# Job:
Rewrite the data below, changing every "visual grounding assistant" to "object location assistant" and keeping everything else the same.
[BEGIN Records supplied]
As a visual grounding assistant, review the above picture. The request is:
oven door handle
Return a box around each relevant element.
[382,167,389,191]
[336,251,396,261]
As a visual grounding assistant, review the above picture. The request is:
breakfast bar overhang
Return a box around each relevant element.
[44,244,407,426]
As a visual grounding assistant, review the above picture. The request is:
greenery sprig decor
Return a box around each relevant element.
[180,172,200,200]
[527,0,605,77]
[END Records supplied]
# Task response:
As a object location assistant, review the above picture. The request is:
oven door handle
Return a box around each relevant element.
[382,167,389,191]
[336,251,396,261]
As a object location assistant, review the above picture. The request is:
breakfast bar overhang
Return a box around each relevant element.
[44,244,407,426]
As a object location assistant, review the above picture. The request is:
greenery sprig decor
Return a box around each relevant element.
[180,172,200,200]
[527,0,605,77]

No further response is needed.